Stored data entries
>>>>>

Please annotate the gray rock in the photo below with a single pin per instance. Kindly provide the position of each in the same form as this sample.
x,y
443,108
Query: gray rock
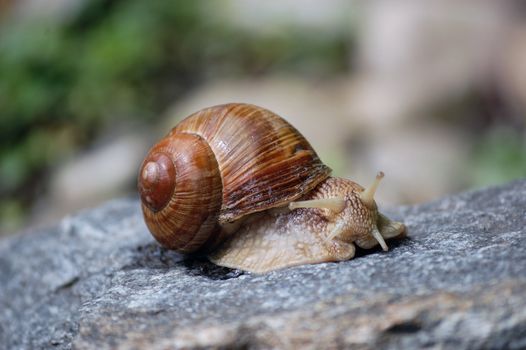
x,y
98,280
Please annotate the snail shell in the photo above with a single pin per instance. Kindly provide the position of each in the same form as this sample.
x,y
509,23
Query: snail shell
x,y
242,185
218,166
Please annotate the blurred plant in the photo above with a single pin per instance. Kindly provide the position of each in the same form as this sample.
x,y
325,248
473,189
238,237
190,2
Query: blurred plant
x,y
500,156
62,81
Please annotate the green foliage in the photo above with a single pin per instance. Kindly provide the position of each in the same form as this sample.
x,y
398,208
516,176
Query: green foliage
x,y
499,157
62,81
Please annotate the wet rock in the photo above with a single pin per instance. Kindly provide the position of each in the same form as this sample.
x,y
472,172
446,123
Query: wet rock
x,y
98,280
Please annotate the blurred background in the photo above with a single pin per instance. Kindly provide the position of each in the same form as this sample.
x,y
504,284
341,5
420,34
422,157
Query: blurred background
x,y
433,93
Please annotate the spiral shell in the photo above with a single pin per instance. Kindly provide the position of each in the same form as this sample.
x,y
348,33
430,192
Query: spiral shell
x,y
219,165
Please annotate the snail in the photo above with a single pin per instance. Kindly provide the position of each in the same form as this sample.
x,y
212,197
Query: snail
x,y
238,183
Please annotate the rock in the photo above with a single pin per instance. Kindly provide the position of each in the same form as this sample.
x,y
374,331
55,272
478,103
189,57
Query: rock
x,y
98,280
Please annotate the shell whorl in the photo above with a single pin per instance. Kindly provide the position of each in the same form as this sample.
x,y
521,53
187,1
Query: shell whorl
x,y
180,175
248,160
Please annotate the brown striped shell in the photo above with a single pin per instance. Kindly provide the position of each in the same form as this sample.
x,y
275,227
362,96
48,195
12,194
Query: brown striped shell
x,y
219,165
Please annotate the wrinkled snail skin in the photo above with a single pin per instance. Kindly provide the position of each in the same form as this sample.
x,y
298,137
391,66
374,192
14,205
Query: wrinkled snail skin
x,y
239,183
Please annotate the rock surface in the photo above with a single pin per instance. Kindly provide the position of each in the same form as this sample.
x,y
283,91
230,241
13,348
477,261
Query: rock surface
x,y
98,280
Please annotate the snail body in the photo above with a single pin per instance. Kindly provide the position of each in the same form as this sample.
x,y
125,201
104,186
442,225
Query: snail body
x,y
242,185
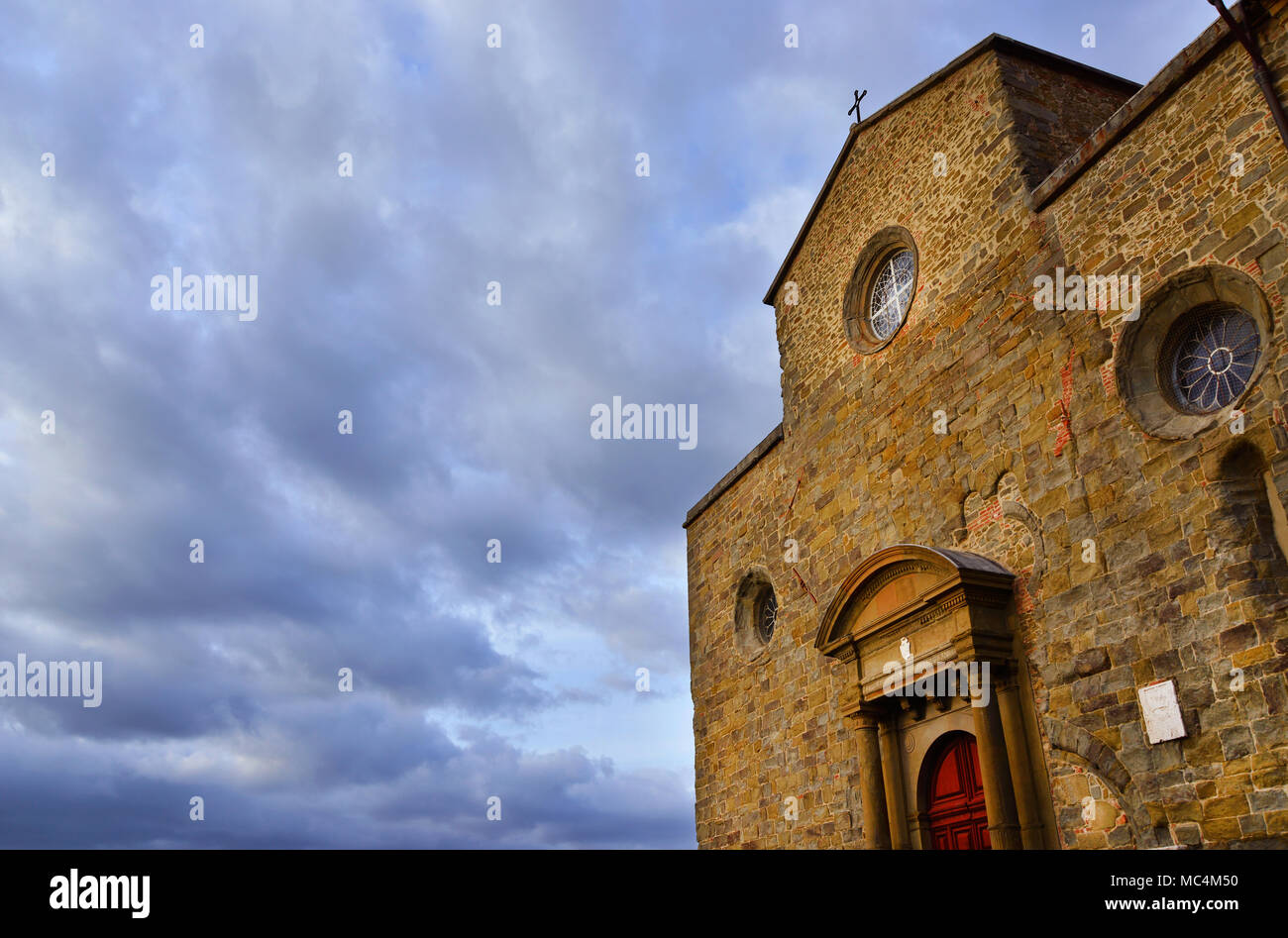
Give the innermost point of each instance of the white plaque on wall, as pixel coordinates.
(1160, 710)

<<<<<

Make an exact copy of the lines of the records from the line containing "Please annotate the wet" through the final line, both ends included, but not of the pictures.

Please annotate the wet rock in the photo above with a single pin per instance. Kindly provide the position of each in the same form as this sample.
x,y
472,172
446,123
Query: wet rock
x,y
98,280
Please annotate the blurred background in the photo above with a single pin per instance. Kindly provide the position of each in the same form as this sample.
x,y
504,284
341,5
420,34
422,157
Query: blurred background
x,y
433,93
Please annotate the spiral shell in the photo above with a single pin per instance. Kindly provide the position of each in the same form as this sample.
x,y
348,33
430,192
Query: spiral shell
x,y
219,165
Please annotate the snail in the photo above with a single pin per instance. Kindly provide the position of each in the same form as this sample.
x,y
212,197
Query: snail
x,y
238,183
Please annotate the rock in the photo above with a single pin per instance. Kindly provide the position of each in the same form as this sample.
x,y
374,331
55,272
478,103
189,57
Query: rock
x,y
98,280
Please annotate the shell whorl in the photo above with a single pin per instance. Kindly provide the position of each in the same form as this sample.
x,y
521,53
187,1
Query: shell whorl
x,y
180,175
248,160
Please annotate the brown striped shell in the photo above with a single pin per instance. Kindly provide the position of each in the same form as this sample.
x,y
275,227
362,96
48,195
12,194
Query: brown striped shell
x,y
219,165
Please annotate the wrinkled snail skin in the photo above with a single pin per instance. Kindly provide the position of each in the same form as this sample.
x,y
298,137
391,66
374,192
14,205
Query: wrinkled snail skin
x,y
239,183
Please annotate the rock surface in the photo above with a single pin per instance. Kindly provide the position of each in the same form as this sample.
x,y
283,91
230,241
13,348
477,261
Query: rock surface
x,y
98,280
Please annotate the snail body in the photo above with a single pin per instance. Kindly provide the position of each in the same form as this sample.
x,y
125,201
104,186
442,225
Query: snail body
x,y
242,185
Give the innermost point of each instance of the white plaque on wall, as pixel coordinates.
(1160, 710)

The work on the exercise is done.